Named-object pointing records
▬▬▬▬▬▬

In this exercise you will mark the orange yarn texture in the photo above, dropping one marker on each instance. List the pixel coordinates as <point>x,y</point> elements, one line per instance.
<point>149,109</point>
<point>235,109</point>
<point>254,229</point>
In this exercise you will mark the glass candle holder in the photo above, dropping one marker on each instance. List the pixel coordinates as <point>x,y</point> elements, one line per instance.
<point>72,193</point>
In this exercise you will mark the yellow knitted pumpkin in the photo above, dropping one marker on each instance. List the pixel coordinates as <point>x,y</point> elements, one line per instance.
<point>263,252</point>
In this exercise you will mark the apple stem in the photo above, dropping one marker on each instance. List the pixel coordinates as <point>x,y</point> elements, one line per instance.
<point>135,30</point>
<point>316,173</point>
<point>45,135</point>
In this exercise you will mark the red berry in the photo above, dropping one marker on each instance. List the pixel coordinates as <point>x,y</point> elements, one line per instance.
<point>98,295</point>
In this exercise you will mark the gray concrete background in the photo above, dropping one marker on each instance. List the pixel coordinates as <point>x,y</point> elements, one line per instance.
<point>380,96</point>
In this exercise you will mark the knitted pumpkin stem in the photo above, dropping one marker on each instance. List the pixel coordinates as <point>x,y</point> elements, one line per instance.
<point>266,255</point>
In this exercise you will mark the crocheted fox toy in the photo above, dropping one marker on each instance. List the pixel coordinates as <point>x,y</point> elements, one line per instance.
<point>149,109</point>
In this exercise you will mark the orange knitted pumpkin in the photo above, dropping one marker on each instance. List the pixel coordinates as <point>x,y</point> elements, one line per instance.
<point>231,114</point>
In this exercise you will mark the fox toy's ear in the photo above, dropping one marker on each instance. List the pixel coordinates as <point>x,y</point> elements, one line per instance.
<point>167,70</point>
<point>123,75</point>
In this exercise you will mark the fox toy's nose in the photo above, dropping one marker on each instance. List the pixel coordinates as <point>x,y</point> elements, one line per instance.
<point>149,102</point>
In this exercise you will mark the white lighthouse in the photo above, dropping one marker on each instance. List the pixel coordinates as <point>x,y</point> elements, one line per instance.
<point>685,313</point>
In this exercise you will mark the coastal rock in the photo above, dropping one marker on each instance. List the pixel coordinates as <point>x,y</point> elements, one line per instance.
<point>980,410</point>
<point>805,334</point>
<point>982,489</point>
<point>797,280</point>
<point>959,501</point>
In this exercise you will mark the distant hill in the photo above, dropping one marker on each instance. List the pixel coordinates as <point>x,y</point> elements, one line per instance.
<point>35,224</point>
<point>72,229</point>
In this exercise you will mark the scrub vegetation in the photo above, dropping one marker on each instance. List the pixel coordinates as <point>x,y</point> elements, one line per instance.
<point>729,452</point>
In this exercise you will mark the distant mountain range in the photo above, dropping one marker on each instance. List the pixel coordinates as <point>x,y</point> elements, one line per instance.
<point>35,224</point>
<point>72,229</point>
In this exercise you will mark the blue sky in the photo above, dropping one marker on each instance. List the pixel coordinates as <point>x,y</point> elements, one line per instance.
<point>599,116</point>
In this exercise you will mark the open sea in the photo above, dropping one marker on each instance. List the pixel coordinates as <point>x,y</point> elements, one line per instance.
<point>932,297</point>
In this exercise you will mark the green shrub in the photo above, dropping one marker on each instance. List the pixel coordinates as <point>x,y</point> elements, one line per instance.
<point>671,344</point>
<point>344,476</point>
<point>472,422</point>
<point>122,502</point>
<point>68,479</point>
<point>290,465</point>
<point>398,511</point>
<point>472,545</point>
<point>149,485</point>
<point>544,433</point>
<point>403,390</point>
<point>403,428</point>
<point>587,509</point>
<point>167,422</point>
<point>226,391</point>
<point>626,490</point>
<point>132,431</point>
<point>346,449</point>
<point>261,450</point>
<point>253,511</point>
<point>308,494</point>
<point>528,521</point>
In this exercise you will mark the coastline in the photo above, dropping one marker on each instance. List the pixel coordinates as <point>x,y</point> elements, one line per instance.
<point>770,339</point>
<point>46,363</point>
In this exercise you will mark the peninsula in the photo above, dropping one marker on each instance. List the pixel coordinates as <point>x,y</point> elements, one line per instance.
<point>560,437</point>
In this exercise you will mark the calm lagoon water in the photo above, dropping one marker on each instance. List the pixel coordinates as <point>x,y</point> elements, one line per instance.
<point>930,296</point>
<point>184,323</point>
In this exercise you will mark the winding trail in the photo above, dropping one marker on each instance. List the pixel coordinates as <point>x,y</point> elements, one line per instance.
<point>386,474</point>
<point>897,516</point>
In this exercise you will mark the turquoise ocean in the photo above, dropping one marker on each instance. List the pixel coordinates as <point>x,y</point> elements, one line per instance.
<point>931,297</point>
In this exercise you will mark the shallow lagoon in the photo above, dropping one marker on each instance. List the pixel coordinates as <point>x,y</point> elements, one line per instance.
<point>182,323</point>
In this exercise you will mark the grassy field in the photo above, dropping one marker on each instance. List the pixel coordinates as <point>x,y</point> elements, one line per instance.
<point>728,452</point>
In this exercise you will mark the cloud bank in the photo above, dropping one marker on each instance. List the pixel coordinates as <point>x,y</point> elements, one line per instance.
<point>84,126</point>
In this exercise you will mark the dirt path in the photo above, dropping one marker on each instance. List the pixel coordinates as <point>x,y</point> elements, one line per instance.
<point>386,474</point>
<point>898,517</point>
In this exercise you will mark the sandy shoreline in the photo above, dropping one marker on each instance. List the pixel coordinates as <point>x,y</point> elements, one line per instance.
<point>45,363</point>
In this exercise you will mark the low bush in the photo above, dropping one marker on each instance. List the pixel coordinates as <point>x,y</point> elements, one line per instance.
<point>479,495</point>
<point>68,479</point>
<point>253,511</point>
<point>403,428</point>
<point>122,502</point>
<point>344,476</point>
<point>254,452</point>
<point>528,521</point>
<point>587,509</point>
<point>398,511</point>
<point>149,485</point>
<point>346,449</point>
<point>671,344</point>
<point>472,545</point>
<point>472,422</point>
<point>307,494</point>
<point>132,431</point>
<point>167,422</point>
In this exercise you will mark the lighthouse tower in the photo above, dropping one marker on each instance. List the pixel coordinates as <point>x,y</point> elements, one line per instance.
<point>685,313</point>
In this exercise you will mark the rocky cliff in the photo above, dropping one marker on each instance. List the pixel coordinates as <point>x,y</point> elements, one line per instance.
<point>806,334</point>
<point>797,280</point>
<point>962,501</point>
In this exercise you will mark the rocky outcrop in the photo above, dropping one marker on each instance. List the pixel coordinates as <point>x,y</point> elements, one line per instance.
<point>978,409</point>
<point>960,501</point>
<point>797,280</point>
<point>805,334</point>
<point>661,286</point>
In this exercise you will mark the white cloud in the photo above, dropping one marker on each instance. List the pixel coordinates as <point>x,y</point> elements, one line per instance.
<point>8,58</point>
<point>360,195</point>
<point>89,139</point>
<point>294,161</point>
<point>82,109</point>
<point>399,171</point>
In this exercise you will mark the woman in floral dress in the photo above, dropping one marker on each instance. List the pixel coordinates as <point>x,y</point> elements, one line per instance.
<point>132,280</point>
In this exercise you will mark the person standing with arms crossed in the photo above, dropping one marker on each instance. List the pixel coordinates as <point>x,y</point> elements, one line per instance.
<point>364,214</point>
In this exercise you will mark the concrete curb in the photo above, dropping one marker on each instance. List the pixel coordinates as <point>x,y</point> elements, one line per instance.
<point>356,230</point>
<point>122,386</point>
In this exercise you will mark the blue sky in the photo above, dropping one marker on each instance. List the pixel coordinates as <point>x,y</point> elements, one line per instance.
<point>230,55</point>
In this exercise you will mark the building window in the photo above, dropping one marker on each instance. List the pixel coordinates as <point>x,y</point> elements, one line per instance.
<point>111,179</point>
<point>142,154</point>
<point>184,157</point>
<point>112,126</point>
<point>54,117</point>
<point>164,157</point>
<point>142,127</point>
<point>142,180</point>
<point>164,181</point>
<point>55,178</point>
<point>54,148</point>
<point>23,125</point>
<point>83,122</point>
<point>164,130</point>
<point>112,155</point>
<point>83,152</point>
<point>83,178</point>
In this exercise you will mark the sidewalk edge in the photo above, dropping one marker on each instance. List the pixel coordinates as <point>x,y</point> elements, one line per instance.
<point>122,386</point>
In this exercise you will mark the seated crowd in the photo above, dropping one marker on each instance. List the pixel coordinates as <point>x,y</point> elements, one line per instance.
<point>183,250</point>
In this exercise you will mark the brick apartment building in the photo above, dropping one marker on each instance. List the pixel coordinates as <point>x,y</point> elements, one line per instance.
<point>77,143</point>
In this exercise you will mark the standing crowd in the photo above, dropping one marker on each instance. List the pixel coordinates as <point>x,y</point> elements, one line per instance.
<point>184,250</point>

▬▬▬▬▬▬

Write out once more the lines above beginning at the line with "In this exercise you will mark the sidewalk"; continue through the final line and stop there.

| Exercise response |
In this exercise you will mark the sidewalk edge in the photo above, dropping one marker on each instance. List the pixel coordinates as <point>x,y</point> elements, one line per instance.
<point>122,386</point>
In this exercise you will mark the seated crowd in the photo above, dropping one marker on each instance. List the pixel coordinates as <point>x,y</point> elements, one line per instance.
<point>183,250</point>
In this exercise you will mark the brick apartment building in the photo above, dropping one marker on each instance. List the pixel coordinates as <point>x,y</point> elements, one line per instance.
<point>77,143</point>
In this exercise you will mark the standing crowd in the photo above, dropping one marker on each instance. List the pixel coordinates as <point>x,y</point> elements, one line per instance.
<point>184,250</point>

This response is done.